**TEXTE FOURNI**
Maison de correction
Glencree, «la vallée du cœur» est situé dans les montagnes de Wicklow, à environ dix-huit kilomètres au sud de Du­blin et à 10 kilomètres à l’ouest de la petite ville de Enniskerry. C’était un site de casernes abandonnées par l’armée an­glaise, une des cinq construites à Wick­low entre 1800 et 1806 pour déloger des groupes de rebelles cachés dans ces mon­tagnes après l’échec de la rébellion de 1798. Lord Powerscourt, propriétaire d’importants domaines dans la région, avait loué le terrain de Glencree au gou­vernement anglais. C’est là que trois années après leur première fondation en Irlande, à Inchicore, en juin 1856, les Oblats ont accepté la charge de fonder une maison de correction pour garçons, la première de ce genre dans le pays.

Glencree (AD)

**CONSIGNES DE L'EXERCICE**
[1] Répondez à ces questions sur le texte consacré à Glencree :
(a) À quelle distance au sud de Dublin se trouve Glencree ?
(b) Entre quelles années les cinq casernes de Wicklow ont-elles été construites ?
(c) Où et quand les Oblats ont-ils fait leur première fondation en Irlande ?
[2] Prolongez de quelques phrases le texte sur la maison de correction de Glencree, à partir de sa dernière ligne.

Fiches d'étiquetage du lieu des images:
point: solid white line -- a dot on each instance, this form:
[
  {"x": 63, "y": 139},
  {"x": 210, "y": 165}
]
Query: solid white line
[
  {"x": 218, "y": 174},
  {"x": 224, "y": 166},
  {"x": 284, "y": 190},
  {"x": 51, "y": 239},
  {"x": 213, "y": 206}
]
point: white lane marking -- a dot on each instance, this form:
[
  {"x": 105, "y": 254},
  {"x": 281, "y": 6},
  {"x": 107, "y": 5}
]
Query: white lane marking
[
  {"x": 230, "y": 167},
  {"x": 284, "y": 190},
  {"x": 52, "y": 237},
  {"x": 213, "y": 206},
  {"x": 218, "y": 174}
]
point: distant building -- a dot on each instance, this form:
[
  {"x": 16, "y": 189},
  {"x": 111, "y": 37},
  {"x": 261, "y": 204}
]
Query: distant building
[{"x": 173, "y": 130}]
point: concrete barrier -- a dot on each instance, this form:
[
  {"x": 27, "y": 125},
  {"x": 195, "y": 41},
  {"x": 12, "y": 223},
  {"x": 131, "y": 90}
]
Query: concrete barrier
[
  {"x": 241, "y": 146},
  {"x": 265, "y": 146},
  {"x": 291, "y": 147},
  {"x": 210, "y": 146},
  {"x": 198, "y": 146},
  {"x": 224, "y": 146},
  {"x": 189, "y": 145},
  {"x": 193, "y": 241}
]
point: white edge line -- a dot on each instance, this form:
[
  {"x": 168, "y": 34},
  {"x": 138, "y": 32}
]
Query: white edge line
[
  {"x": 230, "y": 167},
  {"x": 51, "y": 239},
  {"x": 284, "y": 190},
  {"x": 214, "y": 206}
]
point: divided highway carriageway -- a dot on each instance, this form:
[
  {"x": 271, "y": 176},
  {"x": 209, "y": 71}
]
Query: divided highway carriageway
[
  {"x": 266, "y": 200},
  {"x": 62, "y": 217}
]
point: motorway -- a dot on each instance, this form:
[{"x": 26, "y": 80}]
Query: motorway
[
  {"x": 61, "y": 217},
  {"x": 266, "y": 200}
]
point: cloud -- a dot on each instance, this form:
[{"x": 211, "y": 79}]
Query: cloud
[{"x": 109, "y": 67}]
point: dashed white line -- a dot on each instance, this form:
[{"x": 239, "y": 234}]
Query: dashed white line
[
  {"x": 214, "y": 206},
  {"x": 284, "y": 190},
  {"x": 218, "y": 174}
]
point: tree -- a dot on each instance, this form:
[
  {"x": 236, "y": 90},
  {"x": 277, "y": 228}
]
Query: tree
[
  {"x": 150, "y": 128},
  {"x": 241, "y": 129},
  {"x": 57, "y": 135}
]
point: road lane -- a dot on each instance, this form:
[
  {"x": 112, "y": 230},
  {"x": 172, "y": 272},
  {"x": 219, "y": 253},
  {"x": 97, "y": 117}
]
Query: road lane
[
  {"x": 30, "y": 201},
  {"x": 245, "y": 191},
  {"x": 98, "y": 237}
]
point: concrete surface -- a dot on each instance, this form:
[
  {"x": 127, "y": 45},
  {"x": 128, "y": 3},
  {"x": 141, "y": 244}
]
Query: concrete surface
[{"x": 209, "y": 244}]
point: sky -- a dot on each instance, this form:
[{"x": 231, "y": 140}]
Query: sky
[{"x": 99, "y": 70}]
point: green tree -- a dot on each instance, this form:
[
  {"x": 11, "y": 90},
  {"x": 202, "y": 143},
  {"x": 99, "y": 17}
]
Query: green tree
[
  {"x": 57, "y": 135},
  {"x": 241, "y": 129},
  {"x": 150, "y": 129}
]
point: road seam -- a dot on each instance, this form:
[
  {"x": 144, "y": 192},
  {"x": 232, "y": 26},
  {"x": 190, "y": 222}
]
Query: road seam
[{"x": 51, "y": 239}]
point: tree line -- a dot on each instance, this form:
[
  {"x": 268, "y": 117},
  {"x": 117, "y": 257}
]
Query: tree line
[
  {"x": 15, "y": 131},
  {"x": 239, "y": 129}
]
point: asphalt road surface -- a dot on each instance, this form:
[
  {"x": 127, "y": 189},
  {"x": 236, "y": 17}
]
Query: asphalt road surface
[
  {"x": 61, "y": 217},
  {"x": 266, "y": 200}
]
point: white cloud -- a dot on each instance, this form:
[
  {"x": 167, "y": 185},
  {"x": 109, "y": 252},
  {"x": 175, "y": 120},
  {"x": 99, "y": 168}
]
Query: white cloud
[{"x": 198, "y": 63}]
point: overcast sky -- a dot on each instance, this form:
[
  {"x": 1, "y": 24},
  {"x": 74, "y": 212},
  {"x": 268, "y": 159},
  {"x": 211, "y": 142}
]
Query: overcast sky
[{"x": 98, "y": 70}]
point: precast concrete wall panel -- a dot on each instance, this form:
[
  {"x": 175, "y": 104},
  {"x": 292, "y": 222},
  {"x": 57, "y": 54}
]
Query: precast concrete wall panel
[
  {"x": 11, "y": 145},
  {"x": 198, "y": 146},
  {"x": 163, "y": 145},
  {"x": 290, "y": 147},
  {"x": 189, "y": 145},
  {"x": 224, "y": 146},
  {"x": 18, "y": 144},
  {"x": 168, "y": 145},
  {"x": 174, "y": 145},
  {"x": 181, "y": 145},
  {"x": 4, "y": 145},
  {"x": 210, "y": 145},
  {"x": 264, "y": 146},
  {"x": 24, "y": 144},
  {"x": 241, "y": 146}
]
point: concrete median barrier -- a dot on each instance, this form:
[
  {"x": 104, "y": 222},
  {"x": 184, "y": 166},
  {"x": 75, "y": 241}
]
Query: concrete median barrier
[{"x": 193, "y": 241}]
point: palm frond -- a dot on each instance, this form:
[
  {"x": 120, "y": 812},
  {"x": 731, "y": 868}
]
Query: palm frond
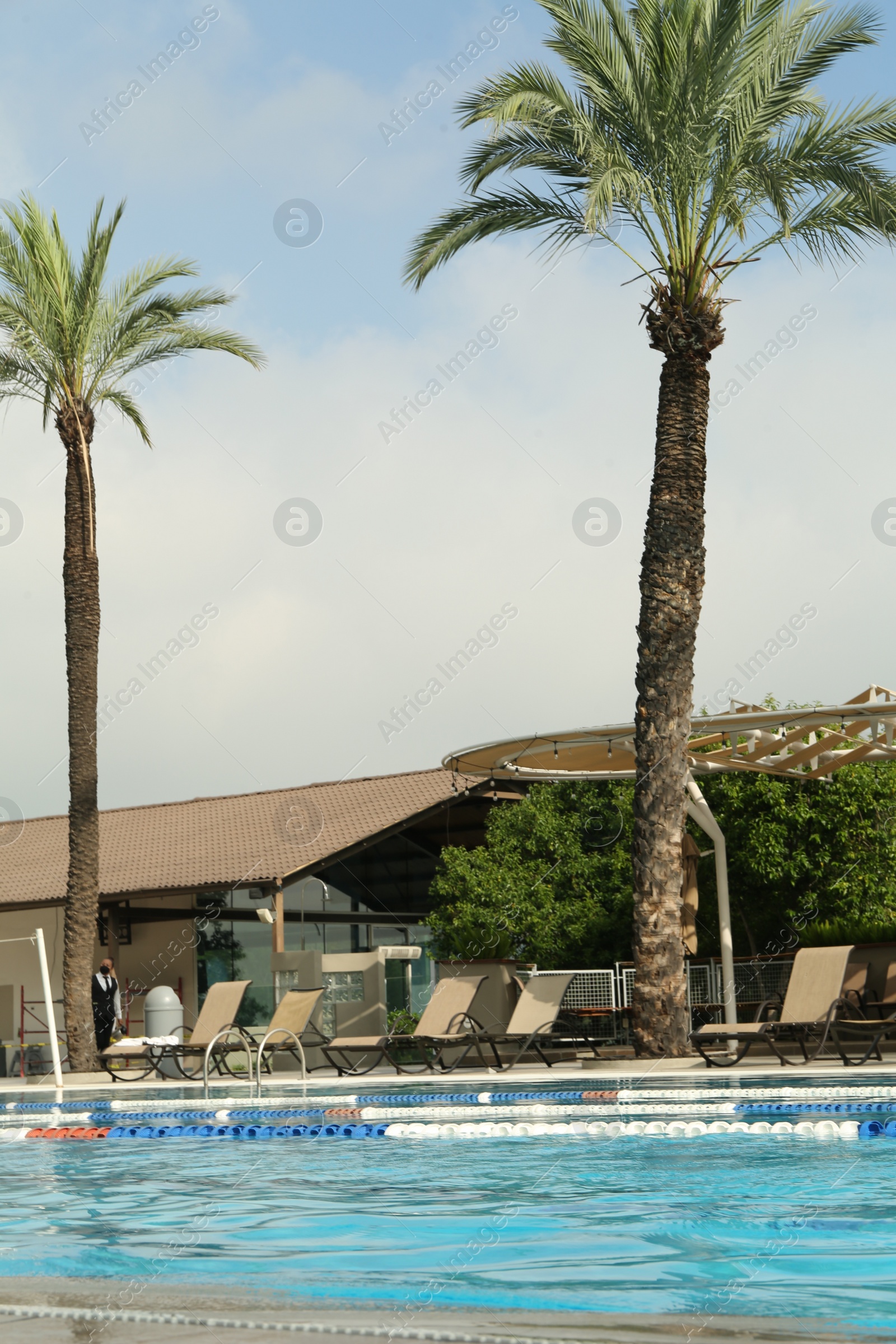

**RÉPONSES PAR CONSIGNE**
[1]
(a) À environ dix-huit kilomètres.
(b) Entre 1800 et 1806.
(c) À Inchicore, en juin 1856.

[2]
Le problème de la délinquance juvénile
Dans l’Irlande du XVIIIe siècle, sou­mise aux lois pénales contre l’Église catholique, les enfants dans le besoin souffraient de duretés et d’indifférence. À la fin du XIXe siècle est apparu un remarquable intérêt pour le bien-être des enfants. L’ouverture de maisons de correction fait partie de cette transfor­mation. Vers 1850, le pays se remettait à peine des désastreuses famines des années 1845 et 1847. La pauvreté et les priva­tions étaient répandues, comme le crime et le vice, même parmi les enfants. En 1853, environ 12 000 enfants se trouvaient dans les prisons irlandaises, incarcérés avec des criminels adultes, exposés aux abus et aux mauvaises influences. Ces prisons étaient vraiment des «écoles de crime ». On ne faisait rien pour réformer et éduquer ces enfants ou pour leur ensei­gner un métier; ils étaient sans logis, dénués de tout et portés à retourner à leur mauvaise vie. Des efforts pour trouver des remèdes à cette situation ont été entravés par des catholiques craignant que les protestants puissent amener des jeunes dans leurs communautés. On trouva une solution en 1858 par la loi des maisons de correction (Reformatory Schools Act 1858) qui étendait à l’Irlande un système qui existait déjà en Angleterre et sur le continent pour loger, éduquer et réformer les jeunes hors des prisons d’adultes et confiés à des personnes de leur religion.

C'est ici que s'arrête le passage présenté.